# ACTIVITY:
Quote precisely the final stretch of the listing: start at the line containing "Please put a marker on the ladder" and stop after the last line.

# EXERCISE INPUT:
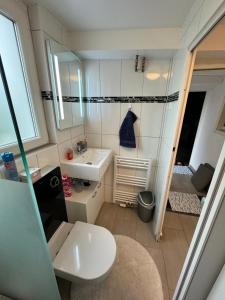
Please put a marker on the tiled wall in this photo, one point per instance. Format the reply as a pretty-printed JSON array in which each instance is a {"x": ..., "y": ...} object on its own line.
[
  {"x": 117, "y": 78},
  {"x": 53, "y": 153}
]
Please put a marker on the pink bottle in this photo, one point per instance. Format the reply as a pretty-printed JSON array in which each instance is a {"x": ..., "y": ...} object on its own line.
[{"x": 67, "y": 185}]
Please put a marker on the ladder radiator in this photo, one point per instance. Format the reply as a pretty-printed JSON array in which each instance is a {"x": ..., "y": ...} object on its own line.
[{"x": 126, "y": 173}]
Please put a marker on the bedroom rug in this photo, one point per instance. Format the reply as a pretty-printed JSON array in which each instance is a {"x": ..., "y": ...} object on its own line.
[
  {"x": 185, "y": 170},
  {"x": 134, "y": 276},
  {"x": 185, "y": 203}
]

# OUTPUT OF THE EXERCISE:
Please put a marker on the ladder radiator in this photo, one point per instance. Format the reply as a pretty-printed JSON array in which each instance is a {"x": ..., "y": ...} object on its own line.
[{"x": 126, "y": 173}]
Please put a marker on the bedroom rug in this photo, one point per instance. Format the reply as a pretty-printed JSON array in which each instance is a {"x": ..., "y": ...} object on its own line.
[
  {"x": 185, "y": 170},
  {"x": 134, "y": 276},
  {"x": 185, "y": 203}
]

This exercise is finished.